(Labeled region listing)
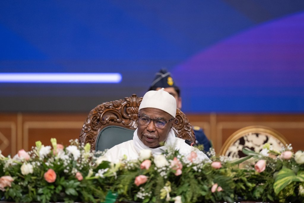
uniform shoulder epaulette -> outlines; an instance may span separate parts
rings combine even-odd
[[[201,128],[199,126],[195,126],[193,127],[193,130],[199,131],[201,129]]]

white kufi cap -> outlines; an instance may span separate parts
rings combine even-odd
[[[176,100],[163,88],[147,92],[143,97],[139,110],[145,108],[154,108],[165,111],[174,118],[176,114]]]

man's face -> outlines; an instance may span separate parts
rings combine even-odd
[[[157,91],[161,89],[161,87],[157,87],[156,90]],[[173,87],[166,87],[164,90],[174,97],[176,100],[176,107],[180,109],[181,108],[181,98],[178,97],[178,95],[175,91],[174,88]]]
[[[150,119],[160,119],[168,121],[173,117],[164,111],[153,108],[146,108],[139,111],[140,116],[145,116]],[[140,124],[138,122],[137,135],[139,139],[146,146],[150,148],[156,148],[160,146],[160,142],[164,142],[173,126],[175,119],[167,123],[162,129],[155,127],[154,122],[151,120],[147,125]]]

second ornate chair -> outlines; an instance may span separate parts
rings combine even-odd
[[[91,150],[103,151],[133,138],[137,127],[138,108],[142,97],[136,94],[123,99],[105,102],[90,112],[80,134],[81,142],[91,145]],[[177,136],[195,143],[192,127],[185,114],[176,110],[174,130]]]
[[[247,147],[259,152],[266,143],[271,144],[274,149],[278,151],[288,142],[281,133],[270,128],[248,126],[230,135],[223,145],[220,154],[233,159],[242,158],[246,156],[242,152],[243,148]]]

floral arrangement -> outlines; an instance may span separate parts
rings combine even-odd
[[[260,153],[245,149],[247,156],[234,160],[212,149],[211,161],[194,152],[145,150],[138,160],[114,164],[96,156],[103,152],[95,156],[88,144],[51,142],[37,142],[12,158],[1,155],[2,200],[102,202],[111,192],[111,202],[304,202],[304,152],[294,153],[290,145],[279,152],[268,144]]]
[[[13,157],[0,153],[0,198],[15,202],[100,202],[109,187],[108,164],[94,164],[89,144],[71,141],[64,147],[51,140]],[[0,151],[1,152],[1,151]],[[95,176],[94,175],[95,175]]]

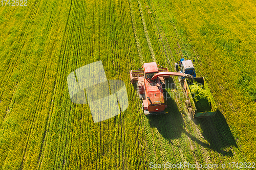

### Goal
Which lines of the listing above contain the string "parts"? Return each of them, treating uppercase and lowercase as different.

### Result
uniform shoulder epaulette -> outlines; an instance may span separate parts
white kufi cap -> outlines; an instance may span separate parts
man's face -> outlines; an instance may span separate parts
second ornate chair -> outlines; an instance may span separate parts
floral arrangement -> outlines; an instance may span separate parts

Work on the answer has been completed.